Text excerpt:
━━━━━━━━━━━━━━━━━━━━━━━━━━━━━━
• Miscellany


    • Playboy’s original letterhead is a modernist classic, a bracing reminder of how important refined aesthetics were to Hefner’s enterprise and his notion of the good life. Via Letters of Note, here… a fascinating site that gathers up letters, postcards, telegrams, faxes, and memos of significance and interest. Hat tip @ettagirl, who’s feed on art & culture is well worth following.



    • Via Invisible Oranges, a classically-trained singer and voice teacher critiques five classic metal singers.

      Regarding Iron Maiden’s Bruce Dickinson: …Nothing but admiration for this singer…His diction is easily intelligible, regardless of range… an intensely rhythmic delivery… without losing legato and musical momentum, something a lot of classical singers struggle with, especially when interpreting the many staccato and accent markings that crowd scores by Bellini, Donizetti, etc.

      Ronnie James Dio? …another very fine singer… so naturally resonant. He performs with perfect legato, clear diction, and a consistent, organic vibrancy. He arranges his resonance space to create a shallow snarl without setting up any resistance for his breath. You can tell how healthy his delivery is from the way he moves in and out of brief moments of harmony with the other tracks with impeccable intonation. The whole piece is a must read… here.



    • Besides the classic, sharp, unfussy design of the cover, the photograph bears an uncanny resemblance to Robert McGinniscelebrated rendering of Audrey Hepburn for the poster of Breakfast at Tiffany’s, below.



    • I really dig the new New York State license plate. I spent the last week driving abound the better part of western NY and these tastefully classic looking beauts kept popping up. I love, in particular, the re-embrace of the state’s official colors. Uncluttered, universal, distinctive yet free of kitsch they’re everything good government design should be. Not perfect (the arc on Empire State is a bit janky) but still, aces.

      (Unfortunately, they need all the support they can get. Quite a kerfuffle has broken out in thier wake. Originally, adoption of the new design was mandatory, accompanied by a fee - folks went bananas. Once the design was introduced, they went double bananas, castigating the design as plain and ugly. Cue kerfuffle. Sigh.)



    • Black Sheep Antiques, Duanesburg, NY



    • Spotted this uncharacteristically swinging cover art for Anthony Powell’s The Military Philosophers - the ninth in the A Dance to the Music of Time series, a twelve novel cavalcade of mid-20th century English life, manners, culture, etc…



    • Short of the actual detection of extraterrestrial life few things would make me happier than the following news. 2010 is the year of “re-contact” with the mighty Man or Astroman! According to a transmission from MOAM-HQ, after 10 years of cryogenic storage they have have knocked the frost particles off and are properly thawed for live music experimentation. Read the rest of the transmission, here. And remember, fear not - they come as friends.
━━━━━━━━━━━━━━━━━━━━━━━━━━━━━━
Required tasks:
1. Answer these three questions from the miscellany post:
(a) Which singer's diction is described as "easily intelligible, regardless of range"?
(b) Where in the A Dance to the Music of Time series does The Military Philosophers fall?
(c) How many years of cryogenic storage does the transmission from MOAM-HQ mention?
2. Quote the miscellany post from "Regarding Iron Maiden’s" to "must read… here.".
Answer using only the miscellany post.

Information provided:
━━━━━━━━━━━━━━━━━━━━━━━━━━━━━━
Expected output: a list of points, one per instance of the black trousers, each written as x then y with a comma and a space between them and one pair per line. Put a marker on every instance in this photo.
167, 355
━━━━━━━━━━━━━━━━━━━━━━━━━━━━━━
Outputs:
1.
(a) Bruce Dickinson of Iron Maiden
(b) It is the ninth novel in the series.
(c) 10 years

2.
Regarding Iron Maiden’s Bruce Dickinson: …Nothing but admiration for this singer…His diction is easily intelligible, regardless of range… an intensely rhythmic delivery… without losing legato and musical momentum, something a lot of classical singers struggle with, especially when interpreting the many staccato and accent markings that crowd scores by Bellini, Donizetti, etc.

      Ronnie James Dio? …another very fine singer… so naturally resonant. He performs with perfect legato, clear diction, and a consistent, organic vibrancy. He arranges his resonance space to create a shallow snarl without setting up any resistance for his breath. You can tell how healthy his delivery is from the way he moves in and out of brief moments of harmony with the other tracks with impeccable intonation. The whole piece is a must read… here.